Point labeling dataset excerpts
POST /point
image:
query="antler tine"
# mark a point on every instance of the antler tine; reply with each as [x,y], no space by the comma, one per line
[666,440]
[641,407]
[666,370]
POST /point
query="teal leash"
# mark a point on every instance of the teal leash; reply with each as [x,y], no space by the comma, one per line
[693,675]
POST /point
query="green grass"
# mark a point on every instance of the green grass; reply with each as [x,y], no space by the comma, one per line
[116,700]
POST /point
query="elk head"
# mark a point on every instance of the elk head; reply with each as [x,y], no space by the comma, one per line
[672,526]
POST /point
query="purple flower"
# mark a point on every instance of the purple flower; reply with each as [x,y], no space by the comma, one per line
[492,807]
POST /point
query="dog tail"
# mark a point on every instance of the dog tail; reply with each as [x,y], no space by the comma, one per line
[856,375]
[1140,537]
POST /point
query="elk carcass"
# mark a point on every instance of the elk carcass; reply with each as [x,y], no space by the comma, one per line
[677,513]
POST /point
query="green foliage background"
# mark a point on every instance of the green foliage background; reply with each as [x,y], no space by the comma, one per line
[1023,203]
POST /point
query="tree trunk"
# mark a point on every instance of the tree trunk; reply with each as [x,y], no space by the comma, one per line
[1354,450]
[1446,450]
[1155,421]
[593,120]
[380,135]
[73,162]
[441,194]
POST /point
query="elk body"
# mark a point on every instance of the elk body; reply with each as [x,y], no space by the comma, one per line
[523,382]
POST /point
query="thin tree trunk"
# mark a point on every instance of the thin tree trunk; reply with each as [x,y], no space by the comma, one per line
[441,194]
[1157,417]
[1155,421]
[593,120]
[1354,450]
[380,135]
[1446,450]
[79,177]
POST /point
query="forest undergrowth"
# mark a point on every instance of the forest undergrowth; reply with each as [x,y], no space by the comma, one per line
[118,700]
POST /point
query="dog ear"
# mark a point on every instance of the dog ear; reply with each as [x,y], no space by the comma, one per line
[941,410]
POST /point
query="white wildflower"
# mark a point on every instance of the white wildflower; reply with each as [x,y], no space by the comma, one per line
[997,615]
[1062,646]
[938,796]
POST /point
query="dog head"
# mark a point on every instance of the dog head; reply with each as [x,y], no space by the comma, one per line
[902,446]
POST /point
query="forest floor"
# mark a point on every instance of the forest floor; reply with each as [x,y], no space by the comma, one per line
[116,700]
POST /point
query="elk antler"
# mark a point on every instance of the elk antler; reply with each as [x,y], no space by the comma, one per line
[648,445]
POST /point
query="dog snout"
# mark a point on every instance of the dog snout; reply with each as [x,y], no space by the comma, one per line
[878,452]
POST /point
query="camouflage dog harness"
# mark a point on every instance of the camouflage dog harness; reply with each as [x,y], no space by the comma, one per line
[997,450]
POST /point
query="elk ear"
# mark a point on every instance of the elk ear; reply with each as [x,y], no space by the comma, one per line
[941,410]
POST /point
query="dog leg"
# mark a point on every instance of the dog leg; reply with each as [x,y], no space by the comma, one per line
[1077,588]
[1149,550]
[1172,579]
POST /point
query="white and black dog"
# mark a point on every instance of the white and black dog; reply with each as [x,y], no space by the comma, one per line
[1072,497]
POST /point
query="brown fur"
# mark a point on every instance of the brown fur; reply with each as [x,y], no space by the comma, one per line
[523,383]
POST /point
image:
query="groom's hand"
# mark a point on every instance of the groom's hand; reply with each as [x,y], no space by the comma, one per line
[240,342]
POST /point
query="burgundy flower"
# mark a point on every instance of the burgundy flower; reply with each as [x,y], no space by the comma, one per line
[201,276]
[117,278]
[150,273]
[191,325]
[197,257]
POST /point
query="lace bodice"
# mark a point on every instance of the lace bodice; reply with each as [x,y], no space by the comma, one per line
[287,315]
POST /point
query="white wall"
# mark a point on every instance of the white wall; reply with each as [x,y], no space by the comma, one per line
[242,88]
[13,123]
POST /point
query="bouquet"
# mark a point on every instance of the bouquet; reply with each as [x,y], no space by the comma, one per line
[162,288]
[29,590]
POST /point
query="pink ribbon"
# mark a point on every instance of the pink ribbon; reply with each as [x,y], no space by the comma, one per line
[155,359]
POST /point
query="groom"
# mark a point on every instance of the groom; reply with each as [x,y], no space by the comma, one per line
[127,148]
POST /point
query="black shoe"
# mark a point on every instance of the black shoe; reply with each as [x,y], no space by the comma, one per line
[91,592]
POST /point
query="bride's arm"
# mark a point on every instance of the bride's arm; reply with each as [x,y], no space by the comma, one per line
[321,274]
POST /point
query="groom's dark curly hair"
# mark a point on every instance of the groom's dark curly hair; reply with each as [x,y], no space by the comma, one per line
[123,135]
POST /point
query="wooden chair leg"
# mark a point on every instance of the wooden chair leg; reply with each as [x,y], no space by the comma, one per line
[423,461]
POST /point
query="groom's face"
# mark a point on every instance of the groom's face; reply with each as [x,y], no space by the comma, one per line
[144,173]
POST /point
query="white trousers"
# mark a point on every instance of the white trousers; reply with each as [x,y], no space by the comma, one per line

WHAT IS REQUIRED
Copy the records above exactly.

EXERCISE RESPONSE
POST /point
image:
query="antler tine"
# mark a point on every instance of the antler tine; reply with each as [x,y], no space by the comma, one per line
[666,440]
[641,407]
[666,370]
POST /point
query="teal leash"
# mark a point on every instance of the teal leash; reply with each as [x,y], no space by the comma, one per line
[693,675]
POST /point
query="green grass"
# mark a point on every instance of the green grass; reply with each as [x,y], no space by the comma, one per line
[116,700]
POST /point
query="elk head"
# mark a point on every instance of the elk head; reply with each as [x,y], no space by the comma, one per line
[672,526]
POST /point
query="purple flower"
# mark a point on every instance of the purple flower; reply with each as [x,y], no space by the comma, one per line
[492,807]
POST /point
query="dog tail"
# mark a point on every instance of the dog tail; reply with each as [x,y], no space by the comma, one per line
[856,375]
[1140,537]
POST /point
query="elk carcass"
# mark a point on every instance of the elk carcass; reply with each as [x,y], no space by the comma, one per line
[677,513]
POST /point
query="green foliage background"
# mark a point on every instance of the green foliage background; reply with each as [x,y], no space by the comma, one per line
[1023,203]
POST /point
query="tree trunk"
# mark a point on every instance of the tree trunk; reply with each as [x,y], no space by the comma, one per line
[1354,450]
[1446,450]
[1155,421]
[593,120]
[380,135]
[73,162]
[441,194]
POST /point
query="elk body"
# mark a point on every instance of the elk body; reply with each as [x,y], no space by the comma, one per line
[523,382]
POST /point
query="thin tree trunk"
# mark a point on every instance of the thin tree trunk; reply with each as [x,y], no space by the comma, one per line
[441,194]
[1157,417]
[1155,421]
[593,120]
[1354,450]
[380,135]
[1446,450]
[79,177]
POST /point
query="forest undergrowth"
# mark a point on every instance of the forest undergrowth; reply with each as [x,y], no space by the comma, one per line
[118,700]
POST /point
query="dog ear"
# mark a point on every instance of the dog ear; reply with each as [x,y], no space by the comma, one per line
[941,410]
POST /point
query="white wildflower"
# mark a point on every instance of the white wildflower; reply with each as [x,y], no space by the comma, one per line
[997,615]
[1062,646]
[938,796]
POST /point
query="dog head"
# mark a point on every instance of the dog head; reply with each as [x,y], no space by the comma, one per line
[902,446]
POST /point
query="forest floor"
# mark a point on every instance of the forest floor; reply with each as [x,y], no space by the comma, one per line
[116,700]
POST /point
query="elk antler"
# mark a point on every instance of the elk antler; reply with each as [x,y], no space by the comma, one per line
[648,445]
POST /point
query="dog snout"
# mark a point on every instance of the dog snout; reply with each as [x,y], no space by the comma, one per line
[878,452]
POST /point
query="camouflage dog harness"
# mark a point on every instance of the camouflage dog harness; reply with each as [x,y], no space by the comma, one per line
[997,450]
POST /point
query="elk ear"
# mark a point on every instance of the elk ear; reply with each as [x,y], no space by the comma, one per line
[941,410]
POST /point
query="dog leg"
# mark a point on every instance of the dog leg; reply with each as [x,y], no space by the comma, one per line
[1077,588]
[1149,550]
[1172,579]
POST /point
query="white and black dog"
# mark a point on every instance of the white and black dog; reply with each as [x,y], no space by the comma, one per line
[1072,497]
POST /point
query="brown fur"
# mark a point on every instance of the brown fur; reply with each as [x,y], no space by the comma, one per line
[523,383]
POST /point
image:
query="groom's hand"
# mark a point on every instance of the groom's hand; reply with each as [x,y], no space by the comma, one per line
[240,342]
POST /point
query="burgundy flower"
# mark a point on every instance of the burgundy flower; reply with each as [x,y], no space by the comma, one per line
[201,276]
[117,278]
[150,273]
[191,325]
[197,257]
POST /point
query="lace bodice"
# mark a point on every instance of the lace bodice; reply with each as [x,y], no space by the comma, one per line
[287,315]
POST /point
query="white wall"
# mark a point on every instance of the white wall; reply with each as [x,y], no space by the comma, one per line
[242,88]
[13,123]
POST /point
query="bouquet"
# mark a point on every instance of the bouquet; reply with each as [x,y], no space by the comma, one per line
[162,288]
[29,590]
POST /point
query="pink ribbon"
# mark a point on every instance of the pink ribbon; reply with each as [x,y], no space by the comma, one per line
[155,359]
POST /point
query="groom"
# mark a point on every instance of the groom; reply with each as [x,y], no space by the comma, one per line
[127,148]
POST /point
query="black shoe"
# mark a point on every instance of the black shoe; reply with each as [x,y], no space by the comma, one per line
[91,592]
POST /point
query="bride's arm"
# mark a point on every instance of the bride's arm; reply with each as [x,y], no space by the comma, one per line
[321,274]
POST /point
query="groom's dark curly hair"
# mark a point on every instance of the groom's dark curly hair; reply with each as [x,y], no space by the comma, one per line
[123,135]
POST /point
query="wooden chair leg"
# mark a point on every instance of the wooden chair leg; reply with each as [x,y], no space by the comma, one per line
[423,461]
POST /point
query="groom's face"
# mark a point on every instance of the groom's face; reply with each as [x,y], no space by the comma, one per line
[144,173]
POST /point
query="white trousers"
# mark a point on every instance of the white trousers; reply with each as [x,y], no space by the comma, one per line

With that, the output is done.